What you should do: Starting with the line that contains "Could you mark the window frame" and going on through the end of the records below, write those lines out again, requests included, scaling each answer coordinate by 1.05 and rounding to a whole number (halves go up) while leaving the requests and their sample points as they are. Omit the pictures.

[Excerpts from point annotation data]
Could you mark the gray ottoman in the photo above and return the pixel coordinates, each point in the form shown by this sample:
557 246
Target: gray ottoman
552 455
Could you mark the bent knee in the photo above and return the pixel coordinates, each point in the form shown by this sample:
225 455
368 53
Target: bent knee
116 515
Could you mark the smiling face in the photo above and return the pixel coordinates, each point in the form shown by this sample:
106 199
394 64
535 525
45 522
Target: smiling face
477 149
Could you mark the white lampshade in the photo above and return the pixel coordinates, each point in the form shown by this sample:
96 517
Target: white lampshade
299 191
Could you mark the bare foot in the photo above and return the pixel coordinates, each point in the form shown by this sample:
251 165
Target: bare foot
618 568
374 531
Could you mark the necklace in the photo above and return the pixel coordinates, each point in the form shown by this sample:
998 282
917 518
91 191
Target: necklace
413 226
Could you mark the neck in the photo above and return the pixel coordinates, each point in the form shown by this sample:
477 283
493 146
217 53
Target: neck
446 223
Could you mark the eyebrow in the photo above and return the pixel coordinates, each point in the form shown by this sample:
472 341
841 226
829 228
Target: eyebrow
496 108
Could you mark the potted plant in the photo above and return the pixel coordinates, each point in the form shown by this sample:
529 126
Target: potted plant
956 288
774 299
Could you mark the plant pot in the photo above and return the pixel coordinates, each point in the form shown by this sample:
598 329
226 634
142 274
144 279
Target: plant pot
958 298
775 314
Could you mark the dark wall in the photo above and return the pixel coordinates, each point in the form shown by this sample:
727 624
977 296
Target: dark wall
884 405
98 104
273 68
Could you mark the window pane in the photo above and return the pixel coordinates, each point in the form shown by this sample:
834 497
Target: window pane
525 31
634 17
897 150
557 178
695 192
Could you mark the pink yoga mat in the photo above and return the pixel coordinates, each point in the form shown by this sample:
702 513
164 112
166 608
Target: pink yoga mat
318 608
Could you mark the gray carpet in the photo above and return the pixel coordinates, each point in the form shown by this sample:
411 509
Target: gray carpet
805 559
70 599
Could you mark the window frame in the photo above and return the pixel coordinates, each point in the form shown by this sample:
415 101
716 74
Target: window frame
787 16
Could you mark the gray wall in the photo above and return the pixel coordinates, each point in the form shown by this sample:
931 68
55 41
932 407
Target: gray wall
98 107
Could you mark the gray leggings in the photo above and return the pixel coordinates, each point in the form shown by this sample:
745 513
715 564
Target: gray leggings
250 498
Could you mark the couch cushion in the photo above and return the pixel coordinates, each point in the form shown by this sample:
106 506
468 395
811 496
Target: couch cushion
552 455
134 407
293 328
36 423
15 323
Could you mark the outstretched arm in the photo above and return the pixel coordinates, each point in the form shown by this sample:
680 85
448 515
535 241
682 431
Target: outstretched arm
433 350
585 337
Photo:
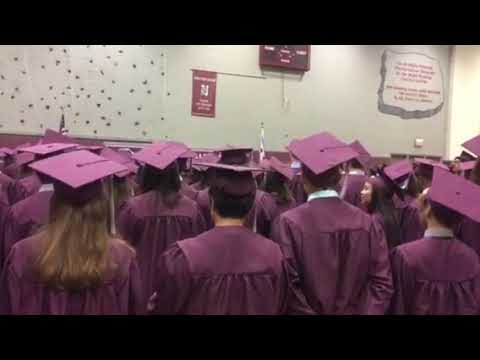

Solution:
Could you mark the window frame in the photo above and return the pixel coordinates, each point in the form shown by this sample:
415 101
716 74
Target: window frame
826 17
Could you mark the gray wall in the photo above and return the pixel coordinates, each point in the form shown by this sample:
931 68
55 41
932 407
Target: gray wall
103 112
Could you mark the gray leggings in the photo above and return the pixel coordinates, each point in the form shown by this sample:
745 513
715 564
Target: gray leggings
263 523
Could you mark the couch cushion in the photo above and return the pixel coordinates, each point in the form shown by this sample:
106 506
468 395
811 496
Target: couch cushion
580 478
141 427
308 344
38 444
16 339
Could you mark the outstretched arm in the photo above and return the pixel coordinates, each point in the form shown by this sample:
680 85
448 515
535 241
682 431
Target: outstretched arm
455 368
614 354
Photo:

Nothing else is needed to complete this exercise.